(Excerpted records begins)

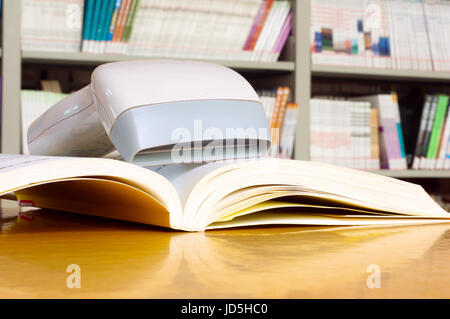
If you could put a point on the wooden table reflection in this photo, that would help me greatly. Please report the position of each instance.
(124, 260)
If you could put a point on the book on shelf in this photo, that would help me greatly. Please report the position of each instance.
(433, 137)
(252, 30)
(51, 25)
(282, 120)
(362, 132)
(196, 197)
(390, 34)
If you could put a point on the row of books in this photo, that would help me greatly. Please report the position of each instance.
(363, 132)
(433, 142)
(392, 34)
(282, 120)
(216, 29)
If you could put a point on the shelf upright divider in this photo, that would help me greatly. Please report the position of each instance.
(302, 77)
(11, 78)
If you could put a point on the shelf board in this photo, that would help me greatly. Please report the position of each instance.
(413, 173)
(380, 74)
(78, 58)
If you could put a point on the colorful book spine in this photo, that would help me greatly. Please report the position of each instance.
(118, 32)
(87, 21)
(129, 24)
(281, 41)
(289, 131)
(426, 140)
(255, 24)
(418, 153)
(437, 128)
(106, 26)
(398, 125)
(260, 25)
(100, 26)
(443, 142)
(113, 20)
(374, 140)
(94, 25)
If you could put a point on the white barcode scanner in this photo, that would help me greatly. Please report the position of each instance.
(156, 112)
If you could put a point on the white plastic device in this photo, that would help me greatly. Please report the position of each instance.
(146, 109)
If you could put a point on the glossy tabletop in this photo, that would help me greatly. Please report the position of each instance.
(124, 260)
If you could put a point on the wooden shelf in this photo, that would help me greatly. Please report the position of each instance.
(79, 58)
(414, 173)
(380, 74)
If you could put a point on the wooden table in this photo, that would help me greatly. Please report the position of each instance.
(118, 259)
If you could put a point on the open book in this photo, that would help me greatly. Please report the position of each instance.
(195, 197)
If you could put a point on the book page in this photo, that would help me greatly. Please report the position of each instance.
(19, 172)
(204, 189)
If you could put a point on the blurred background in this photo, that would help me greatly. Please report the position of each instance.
(359, 84)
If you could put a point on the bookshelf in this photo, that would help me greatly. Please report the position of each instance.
(294, 70)
(96, 59)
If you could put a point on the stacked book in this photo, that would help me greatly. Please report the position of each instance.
(51, 25)
(252, 30)
(433, 142)
(392, 34)
(282, 120)
(363, 132)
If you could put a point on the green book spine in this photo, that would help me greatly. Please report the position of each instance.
(437, 126)
(130, 20)
(95, 19)
(102, 18)
(88, 10)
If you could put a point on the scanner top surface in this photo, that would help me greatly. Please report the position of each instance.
(120, 86)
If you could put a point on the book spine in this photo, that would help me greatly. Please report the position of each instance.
(398, 124)
(443, 142)
(87, 21)
(260, 26)
(258, 18)
(281, 41)
(437, 127)
(100, 26)
(274, 120)
(94, 25)
(288, 131)
(129, 24)
(122, 24)
(420, 138)
(106, 26)
(119, 23)
(374, 140)
(430, 121)
(281, 115)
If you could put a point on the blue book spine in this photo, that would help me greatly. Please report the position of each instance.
(87, 19)
(101, 22)
(95, 19)
(113, 20)
(111, 6)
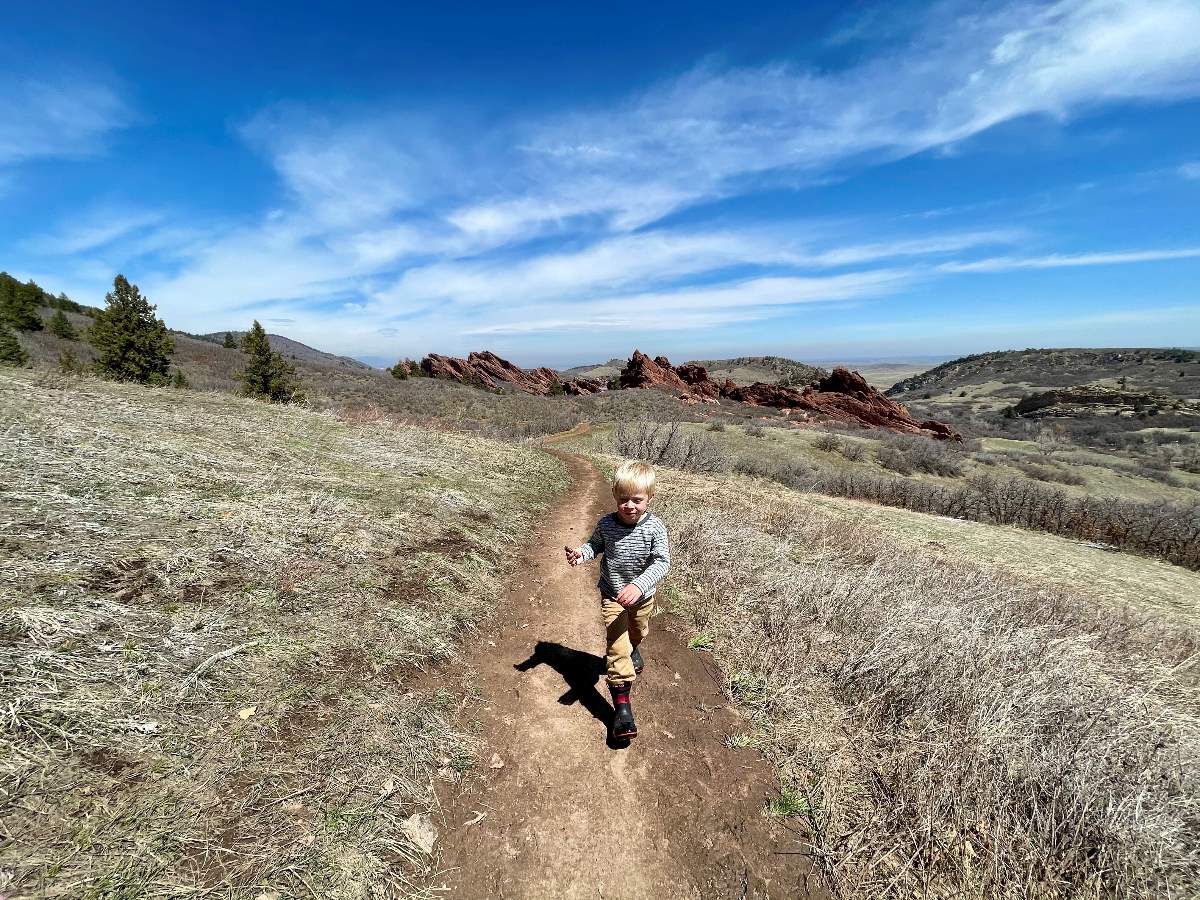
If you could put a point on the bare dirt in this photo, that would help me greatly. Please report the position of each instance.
(558, 810)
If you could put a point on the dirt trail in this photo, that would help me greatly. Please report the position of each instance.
(676, 814)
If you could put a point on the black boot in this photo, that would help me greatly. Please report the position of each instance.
(623, 726)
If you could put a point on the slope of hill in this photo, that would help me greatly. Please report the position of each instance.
(1159, 371)
(297, 352)
(772, 370)
(600, 370)
(211, 618)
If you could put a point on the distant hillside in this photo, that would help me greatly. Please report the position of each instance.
(295, 351)
(597, 370)
(209, 366)
(772, 370)
(1163, 371)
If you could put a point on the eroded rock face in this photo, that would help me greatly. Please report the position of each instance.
(690, 382)
(843, 396)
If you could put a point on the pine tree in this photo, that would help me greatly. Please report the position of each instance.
(132, 343)
(18, 305)
(11, 354)
(61, 327)
(267, 373)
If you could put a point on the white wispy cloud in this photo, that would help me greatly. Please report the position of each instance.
(700, 306)
(545, 222)
(96, 228)
(1063, 261)
(65, 117)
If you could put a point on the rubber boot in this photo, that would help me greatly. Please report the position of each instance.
(623, 726)
(637, 661)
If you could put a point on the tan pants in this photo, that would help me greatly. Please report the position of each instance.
(624, 629)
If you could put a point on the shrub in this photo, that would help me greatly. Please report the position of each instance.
(670, 445)
(953, 730)
(11, 353)
(827, 443)
(60, 327)
(852, 450)
(906, 454)
(69, 364)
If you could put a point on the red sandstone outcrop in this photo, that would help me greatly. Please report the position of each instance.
(689, 382)
(843, 396)
(487, 370)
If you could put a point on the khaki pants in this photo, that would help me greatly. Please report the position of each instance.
(624, 629)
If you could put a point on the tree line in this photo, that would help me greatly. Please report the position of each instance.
(131, 342)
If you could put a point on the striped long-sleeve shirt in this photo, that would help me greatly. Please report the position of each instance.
(633, 555)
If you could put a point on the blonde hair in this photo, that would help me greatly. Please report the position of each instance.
(634, 478)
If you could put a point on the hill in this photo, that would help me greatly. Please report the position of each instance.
(599, 370)
(297, 351)
(1007, 373)
(771, 370)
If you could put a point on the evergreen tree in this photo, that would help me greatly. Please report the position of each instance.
(61, 327)
(132, 343)
(11, 353)
(267, 373)
(18, 304)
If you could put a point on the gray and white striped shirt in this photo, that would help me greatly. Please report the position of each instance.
(633, 555)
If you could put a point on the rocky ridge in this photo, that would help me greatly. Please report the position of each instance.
(841, 396)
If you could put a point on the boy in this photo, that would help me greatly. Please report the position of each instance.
(634, 544)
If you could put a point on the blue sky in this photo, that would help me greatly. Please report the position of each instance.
(562, 184)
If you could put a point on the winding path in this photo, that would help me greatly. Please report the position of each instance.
(677, 814)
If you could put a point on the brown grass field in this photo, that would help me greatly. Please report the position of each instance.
(945, 726)
(213, 618)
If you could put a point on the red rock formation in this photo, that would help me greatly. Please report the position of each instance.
(496, 373)
(688, 382)
(846, 397)
(491, 372)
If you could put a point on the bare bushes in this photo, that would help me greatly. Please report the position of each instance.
(1164, 529)
(670, 445)
(947, 730)
(827, 443)
(906, 454)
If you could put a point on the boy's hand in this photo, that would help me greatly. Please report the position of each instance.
(629, 595)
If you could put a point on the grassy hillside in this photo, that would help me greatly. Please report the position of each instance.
(211, 615)
(1006, 375)
(945, 726)
(748, 370)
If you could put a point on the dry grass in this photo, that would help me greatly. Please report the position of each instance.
(213, 618)
(945, 729)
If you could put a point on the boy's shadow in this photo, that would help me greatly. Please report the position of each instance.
(581, 671)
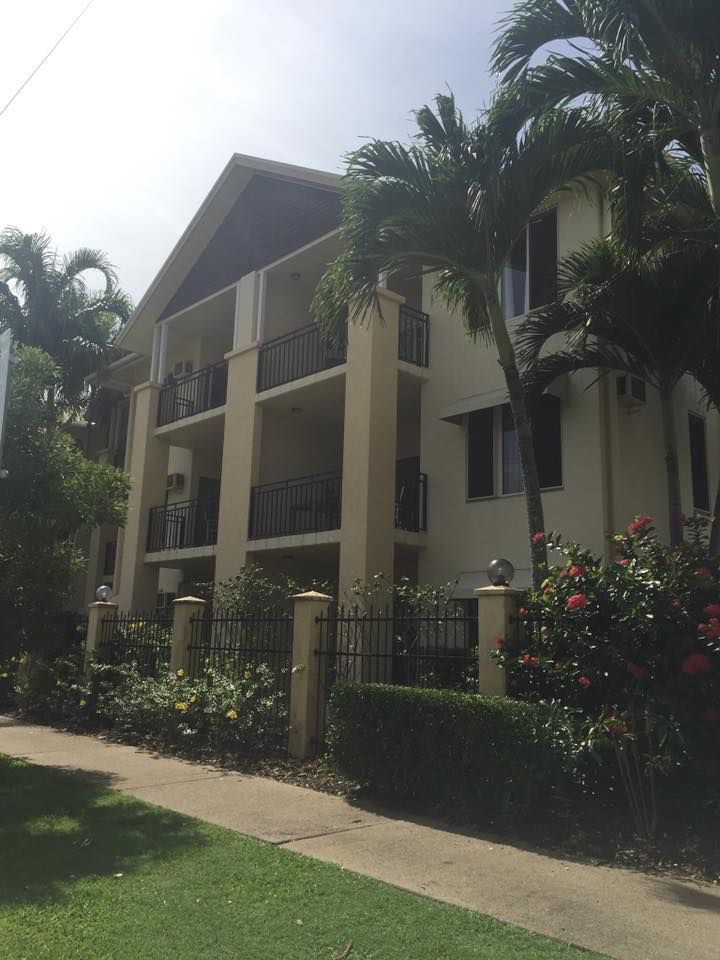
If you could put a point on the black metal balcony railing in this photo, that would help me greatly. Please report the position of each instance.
(193, 394)
(189, 523)
(411, 503)
(295, 355)
(414, 336)
(305, 505)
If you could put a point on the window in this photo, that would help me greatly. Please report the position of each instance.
(525, 287)
(698, 463)
(480, 469)
(547, 434)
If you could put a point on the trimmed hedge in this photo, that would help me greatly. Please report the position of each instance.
(438, 749)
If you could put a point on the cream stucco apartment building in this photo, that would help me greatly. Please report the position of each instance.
(249, 439)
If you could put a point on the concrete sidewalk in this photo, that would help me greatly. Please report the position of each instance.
(625, 914)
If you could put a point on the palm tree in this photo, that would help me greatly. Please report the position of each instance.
(46, 302)
(656, 61)
(453, 205)
(653, 315)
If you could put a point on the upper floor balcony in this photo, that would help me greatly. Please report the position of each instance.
(303, 352)
(185, 396)
(313, 504)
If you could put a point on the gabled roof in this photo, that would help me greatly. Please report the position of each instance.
(256, 212)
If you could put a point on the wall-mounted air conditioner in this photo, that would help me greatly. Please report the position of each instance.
(631, 391)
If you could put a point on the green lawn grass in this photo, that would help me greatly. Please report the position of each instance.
(88, 874)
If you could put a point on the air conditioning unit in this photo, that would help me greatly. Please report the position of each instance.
(631, 391)
(182, 368)
(175, 481)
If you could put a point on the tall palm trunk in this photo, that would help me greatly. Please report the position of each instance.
(526, 448)
(672, 467)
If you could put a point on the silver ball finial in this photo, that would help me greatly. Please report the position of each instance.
(500, 573)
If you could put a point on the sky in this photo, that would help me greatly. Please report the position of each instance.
(118, 138)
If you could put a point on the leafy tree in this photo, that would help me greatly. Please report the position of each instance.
(454, 204)
(47, 303)
(653, 315)
(653, 63)
(51, 491)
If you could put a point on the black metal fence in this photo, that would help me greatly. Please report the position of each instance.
(303, 505)
(433, 646)
(255, 646)
(411, 503)
(414, 336)
(193, 394)
(141, 638)
(188, 523)
(296, 355)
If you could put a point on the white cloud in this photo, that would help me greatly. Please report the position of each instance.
(118, 138)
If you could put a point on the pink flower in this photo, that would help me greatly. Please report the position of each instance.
(638, 670)
(577, 601)
(638, 525)
(695, 664)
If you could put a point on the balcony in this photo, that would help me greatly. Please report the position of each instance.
(178, 526)
(289, 507)
(414, 336)
(201, 391)
(314, 504)
(295, 355)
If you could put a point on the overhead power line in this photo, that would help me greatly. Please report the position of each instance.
(46, 57)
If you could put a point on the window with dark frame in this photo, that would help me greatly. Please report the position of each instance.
(698, 462)
(480, 462)
(529, 278)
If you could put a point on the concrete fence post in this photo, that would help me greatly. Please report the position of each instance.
(497, 613)
(185, 609)
(305, 680)
(96, 614)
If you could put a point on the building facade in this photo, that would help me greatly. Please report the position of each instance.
(249, 439)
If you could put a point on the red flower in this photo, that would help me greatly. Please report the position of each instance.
(638, 525)
(710, 629)
(577, 601)
(695, 664)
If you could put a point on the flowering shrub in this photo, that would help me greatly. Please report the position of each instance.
(633, 644)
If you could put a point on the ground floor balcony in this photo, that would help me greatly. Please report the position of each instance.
(313, 504)
(183, 525)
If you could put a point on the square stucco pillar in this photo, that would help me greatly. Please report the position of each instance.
(367, 537)
(241, 459)
(147, 464)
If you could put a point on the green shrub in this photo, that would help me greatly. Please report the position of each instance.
(461, 752)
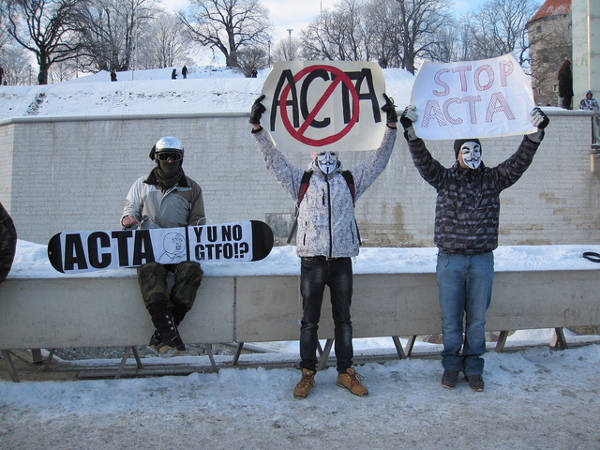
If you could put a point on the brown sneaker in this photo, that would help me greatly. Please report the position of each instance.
(306, 383)
(351, 380)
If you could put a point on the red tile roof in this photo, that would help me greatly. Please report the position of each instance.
(552, 8)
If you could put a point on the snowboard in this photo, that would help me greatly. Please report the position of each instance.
(87, 251)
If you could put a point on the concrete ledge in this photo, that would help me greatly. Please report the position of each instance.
(98, 312)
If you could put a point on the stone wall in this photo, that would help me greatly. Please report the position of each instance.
(74, 173)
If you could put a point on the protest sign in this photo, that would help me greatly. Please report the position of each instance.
(86, 251)
(491, 97)
(325, 105)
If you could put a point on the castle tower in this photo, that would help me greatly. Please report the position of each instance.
(550, 43)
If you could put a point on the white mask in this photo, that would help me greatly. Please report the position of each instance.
(471, 154)
(327, 161)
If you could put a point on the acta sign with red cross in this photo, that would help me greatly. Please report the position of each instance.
(330, 105)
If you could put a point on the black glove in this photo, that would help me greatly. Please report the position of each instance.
(539, 119)
(390, 109)
(257, 110)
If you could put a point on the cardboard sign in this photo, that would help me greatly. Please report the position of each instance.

(Excerpted records ends)

Task goal:
Transcribe, word for word, every line from the one containing "If you could put a point on the acta" through the final line of the entries, and nothing else.

Result below:
If you could put a point on the acta sign with red cross in this photo, that would help me greatly. Please report the position of each instance.
(330, 105)
If you could put a point on the black glove in this photo, that would help me greatly. Please report the position of each instance.
(539, 119)
(390, 109)
(257, 110)
If you could put a point on the cardboard sign in this photo, that would help me greatly. Please report the position of each instance.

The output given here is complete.